— begin —

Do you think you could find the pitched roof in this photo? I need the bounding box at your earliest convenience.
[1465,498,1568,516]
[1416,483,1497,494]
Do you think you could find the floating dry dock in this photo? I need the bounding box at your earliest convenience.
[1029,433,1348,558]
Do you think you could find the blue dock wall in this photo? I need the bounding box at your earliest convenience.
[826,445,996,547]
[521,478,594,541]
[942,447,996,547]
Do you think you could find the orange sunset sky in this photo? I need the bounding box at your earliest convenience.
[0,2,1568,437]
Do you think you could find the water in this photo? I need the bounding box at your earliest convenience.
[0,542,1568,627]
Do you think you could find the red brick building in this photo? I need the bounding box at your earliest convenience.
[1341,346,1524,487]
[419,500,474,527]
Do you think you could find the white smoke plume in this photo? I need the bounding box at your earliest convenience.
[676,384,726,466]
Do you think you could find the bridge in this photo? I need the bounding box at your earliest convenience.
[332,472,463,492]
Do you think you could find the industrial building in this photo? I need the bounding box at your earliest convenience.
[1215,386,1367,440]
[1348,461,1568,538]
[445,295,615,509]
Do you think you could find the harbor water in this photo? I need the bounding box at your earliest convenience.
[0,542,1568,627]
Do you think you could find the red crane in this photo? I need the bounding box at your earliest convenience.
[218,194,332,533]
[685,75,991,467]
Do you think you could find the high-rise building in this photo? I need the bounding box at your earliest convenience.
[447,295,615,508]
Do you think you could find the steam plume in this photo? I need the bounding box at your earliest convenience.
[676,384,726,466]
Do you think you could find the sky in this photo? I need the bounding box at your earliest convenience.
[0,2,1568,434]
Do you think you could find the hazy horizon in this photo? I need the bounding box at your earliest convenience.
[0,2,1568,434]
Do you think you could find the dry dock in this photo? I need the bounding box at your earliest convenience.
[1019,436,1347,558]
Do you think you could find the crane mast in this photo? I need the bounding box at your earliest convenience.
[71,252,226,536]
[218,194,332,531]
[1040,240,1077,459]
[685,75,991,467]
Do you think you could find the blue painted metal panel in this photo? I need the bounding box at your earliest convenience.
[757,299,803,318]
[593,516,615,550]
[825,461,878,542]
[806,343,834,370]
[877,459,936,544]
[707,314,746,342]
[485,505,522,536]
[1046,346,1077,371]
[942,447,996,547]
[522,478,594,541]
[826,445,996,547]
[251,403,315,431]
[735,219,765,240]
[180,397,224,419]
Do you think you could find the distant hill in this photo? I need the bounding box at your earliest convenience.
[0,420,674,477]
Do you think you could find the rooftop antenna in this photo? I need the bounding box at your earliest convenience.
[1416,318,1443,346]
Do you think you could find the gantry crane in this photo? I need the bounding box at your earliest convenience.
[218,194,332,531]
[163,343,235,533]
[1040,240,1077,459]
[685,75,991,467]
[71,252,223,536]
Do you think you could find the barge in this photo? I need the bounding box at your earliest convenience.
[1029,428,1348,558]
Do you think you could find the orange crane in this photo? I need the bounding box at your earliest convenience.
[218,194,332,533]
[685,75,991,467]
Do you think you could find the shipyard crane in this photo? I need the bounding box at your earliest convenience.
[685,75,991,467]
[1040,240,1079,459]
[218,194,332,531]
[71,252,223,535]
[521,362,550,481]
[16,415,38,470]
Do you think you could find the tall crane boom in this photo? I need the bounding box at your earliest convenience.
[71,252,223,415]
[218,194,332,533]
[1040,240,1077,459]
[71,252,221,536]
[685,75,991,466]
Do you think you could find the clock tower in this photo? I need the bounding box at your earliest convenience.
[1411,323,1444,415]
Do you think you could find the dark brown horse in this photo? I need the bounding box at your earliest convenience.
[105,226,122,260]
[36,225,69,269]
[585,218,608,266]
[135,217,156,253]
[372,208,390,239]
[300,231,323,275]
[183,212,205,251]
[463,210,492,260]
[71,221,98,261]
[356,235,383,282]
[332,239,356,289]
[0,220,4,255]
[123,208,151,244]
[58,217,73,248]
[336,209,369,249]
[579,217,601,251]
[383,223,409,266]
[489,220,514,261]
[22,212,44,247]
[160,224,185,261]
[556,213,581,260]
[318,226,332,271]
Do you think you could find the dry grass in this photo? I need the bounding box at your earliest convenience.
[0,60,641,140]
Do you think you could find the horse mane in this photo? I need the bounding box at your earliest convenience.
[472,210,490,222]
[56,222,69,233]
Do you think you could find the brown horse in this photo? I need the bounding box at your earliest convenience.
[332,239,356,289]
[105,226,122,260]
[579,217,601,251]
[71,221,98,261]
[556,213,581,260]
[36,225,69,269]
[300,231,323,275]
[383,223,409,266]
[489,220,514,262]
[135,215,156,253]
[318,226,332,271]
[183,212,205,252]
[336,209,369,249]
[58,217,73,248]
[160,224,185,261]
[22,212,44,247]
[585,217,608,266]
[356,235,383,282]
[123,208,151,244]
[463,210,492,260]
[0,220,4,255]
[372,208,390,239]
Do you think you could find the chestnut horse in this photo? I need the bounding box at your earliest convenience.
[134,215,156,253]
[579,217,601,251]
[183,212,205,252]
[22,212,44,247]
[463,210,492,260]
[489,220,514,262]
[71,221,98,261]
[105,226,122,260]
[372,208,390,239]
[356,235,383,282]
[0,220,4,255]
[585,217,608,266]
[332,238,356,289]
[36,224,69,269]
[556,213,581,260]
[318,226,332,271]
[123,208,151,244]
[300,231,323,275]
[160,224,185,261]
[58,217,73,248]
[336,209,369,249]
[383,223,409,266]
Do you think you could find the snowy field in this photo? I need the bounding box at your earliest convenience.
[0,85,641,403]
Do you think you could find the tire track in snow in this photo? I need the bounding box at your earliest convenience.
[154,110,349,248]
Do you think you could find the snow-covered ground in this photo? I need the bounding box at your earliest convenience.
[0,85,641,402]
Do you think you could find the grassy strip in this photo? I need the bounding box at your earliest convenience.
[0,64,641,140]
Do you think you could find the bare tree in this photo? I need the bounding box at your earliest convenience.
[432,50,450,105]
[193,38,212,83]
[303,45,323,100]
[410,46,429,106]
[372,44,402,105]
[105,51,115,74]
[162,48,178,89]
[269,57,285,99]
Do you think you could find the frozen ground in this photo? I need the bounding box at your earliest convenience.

— end —

Exercise: Convert all the entries above into a numbered list with one line per item, omitting any blank lines.

Written answer:
1. Do you think you could find the pitched roof in this photo? I need the bounding box at your earliest convenience.
2. [1465,498,1568,516]
3. [1416,483,1497,494]
4. Do you think you could find the floating dry dock in this photo? I need the bounding box at your earliest convenience.
5. [1029,433,1348,558]
6. Do you think you could find the blue dock wall in this photo? I need the bounding box at your earliest convenience.
7. [826,445,996,547]
8. [521,478,594,541]
9. [942,447,996,547]
10. Do you think you could find the orange sunset sky in this photo? I need the bounding box at your earliest convenience.
11. [0,2,1568,437]
12. Do you think you could find the water in this photo? I need the bounding box at your earliest convenience.
13. [0,542,1568,627]
14. Do you think you could find the red brick building in this photo? I need the bounding box at your earliest convenience.
15. [1341,346,1524,487]
16. [419,500,474,527]
17. Do you think you could find the white smoke plume in this photo? I need the bounding box at your earliest convenience.
18. [676,384,726,466]
19. Do you think you could find the bridge in this photo? I need the bounding box at your earliest convenience.
20. [332,472,463,492]
21. Do you think you could find the industrial building in this photo? I need the bounding box at your earliest convenience.
22. [1215,386,1367,440]
23. [1348,461,1568,538]
24. [445,295,615,509]
25. Do you think you could find the harbor water in this photo? I need the bounding box at your earliest convenience.
26. [0,542,1568,627]
27. Do you think you could find the red crane in this photo? I need the bounding box at your earliest convenience.
28. [218,194,332,533]
29. [685,75,991,467]
30. Do you think you could find the high-rise building in this photo? I need the bounding box at your earliest convenience.
31. [447,295,615,508]
32. Do you think you could find the steam plume in this photo? I need the bounding box at your earliest convenience.
33. [676,384,726,466]
34. Do you think you could find the sky in this photo? I need the bounding box at your earliest convenience.
35. [0,2,1568,434]
36. Do you think you could find the hazy horizon in this photo? I need the bounding box at your earliest convenience.
37. [0,2,1568,434]
38. Do you think you could find the dry dock in this photo? I need the bounding box at your earliest convenience.
39. [1019,436,1347,558]
40. Do you think you could find the crane mast in this photo? I need the bounding box at your earliest convenience.
41. [71,252,226,536]
42. [218,194,332,531]
43. [1040,240,1077,459]
44. [685,75,991,467]
45. Do you think you could find the blue painted metal panel in this photo? I need the bounding box at your earliest convenience.
46. [757,299,803,318]
47. [593,516,615,550]
48. [825,461,878,542]
49. [806,343,834,370]
50. [877,459,936,544]
51. [707,314,746,342]
52. [485,505,522,536]
53. [1046,346,1077,371]
54. [942,447,996,547]
55. [522,478,594,541]
56. [826,445,996,547]
57. [251,403,315,431]
58. [735,219,765,240]
59. [180,397,224,419]
60. Do you think you could find the distant hill in this photo? I need the bounding box at your earliest convenience.
61. [0,420,674,477]
62. Do you think you could find the rooftop antenna in this photo? I need the bounding box at your earliest convenience.
63. [1416,318,1443,346]
64. Do you think you could find the gantry crane in this photo? I need the bounding box at your earliest convenience.
65. [218,194,332,531]
66. [163,343,235,533]
67. [1040,240,1077,459]
68. [685,75,991,467]
69. [71,252,223,536]
70. Do you think you could find the barge in this photo? I need the bounding box at your earliest convenience.
71. [1029,428,1348,558]
72. Do you think you could find the orange crane in this photo? I need the bounding box at your earliest convenience.
73. [218,194,332,533]
74. [685,75,991,467]
75. Do you think you could find the shipyard crane in this photo? I need the bounding box at your earliest convenience.
76. [685,75,991,467]
77. [1040,240,1079,459]
78. [218,194,332,531]
79. [71,252,223,535]
80. [521,362,550,481]
81. [16,415,38,470]
82. Do you think you could find the tall crane boom in this photo? I need the bounding box at your earliest convenience.
83. [71,252,223,415]
84. [218,194,332,533]
85. [1040,240,1077,459]
86. [71,252,221,536]
87. [685,75,991,466]
88. Do you think you could find the clock tower in this photo? I need the bounding box at your earliest convenience.
89. [1411,323,1444,415]
90. Do you think you could find the dark brown horse in this photo? I need the bounding box at your earliest convenience.
91. [105,226,122,260]
92. [36,225,69,269]
93. [585,218,608,266]
94. [135,217,156,253]
95. [372,208,390,239]
96. [300,231,323,275]
97. [183,212,205,251]
98. [463,210,492,260]
99. [71,221,98,261]
100. [356,235,383,282]
101. [332,239,356,289]
102. [0,220,4,255]
103. [123,208,151,244]
104. [58,217,73,248]
105. [336,209,369,249]
106. [579,217,601,251]
107. [383,223,409,266]
108. [489,220,514,261]
109. [22,212,44,247]
110. [160,224,185,261]
111. [556,213,581,260]
112. [318,226,332,271]
113. Do you think you could find the dry grass in this photo? I need the bounding box at your earliest convenience.
114. [0,60,641,140]
115. Do you think you could find the horse mane in this photo? I need the bounding box at your earliest convenience.
116. [472,210,490,222]
117. [56,222,69,233]
118. Do you think you could find the brown horse in this photo? I need the bounding box at your earliest convenience.
119. [332,239,356,289]
120. [105,226,122,260]
121. [579,217,601,251]
122. [71,221,98,261]
123. [556,213,581,260]
124. [36,225,69,269]
125. [300,231,323,275]
126. [383,223,409,266]
127. [489,220,514,262]
128. [135,215,156,253]
129. [318,226,332,271]
130. [183,212,205,252]
131. [336,209,369,249]
132. [58,217,73,248]
133. [160,224,185,261]
134. [22,212,44,247]
135. [585,217,608,266]
136. [356,235,383,282]
137. [123,208,151,244]
138. [463,210,492,260]
139. [0,220,4,255]
140. [372,208,390,239]
141. Do you think you could find the chestnut horse in this photo? I need the bounding box at your earliest convenience.
142. [134,215,156,253]
143. [579,217,601,251]
144. [183,212,205,252]
145. [22,212,44,247]
146. [463,210,492,260]
147. [489,220,514,262]
148. [71,221,98,261]
149. [105,226,122,260]
150. [372,208,390,239]
151. [356,235,383,282]
152. [0,220,4,255]
153. [585,217,608,266]
154. [332,238,356,289]
155. [36,224,69,269]
156. [556,213,581,260]
157. [318,226,332,271]
158. [123,208,151,244]
159. [300,231,323,275]
160. [160,224,185,261]
161. [58,217,73,248]
162. [336,209,369,249]
163. [383,223,409,266]
164. Do you think you could find the snowy field in this photo? I need the bounding box at your earliest convenience.
165. [0,85,641,403]
166. Do you think you could find the tire track in snow in this photo? I need the bounding box at your earliest convenience.
167. [154,110,349,248]
168. Do you think you could find the snow-covered ground in this photo? I need the bounding box at your earliest convenience.
169. [0,85,641,402]
170. Do you think you could find the grassy strip in this photo? I need the bounding box at your earliest convenience.
171. [0,64,641,140]
172. Do you think you could find the bare tree in this photo? I need the bounding box at your earliest convenience.
173. [432,50,450,105]
174. [193,38,212,83]
175. [303,45,323,100]
176. [410,46,429,106]
177. [372,44,402,105]
178. [105,51,115,74]
179. [162,48,178,89]
180. [269,57,285,99]
181. Do you think you could find the frozen ground in this photo? I need the bounding box at your earliest convenience.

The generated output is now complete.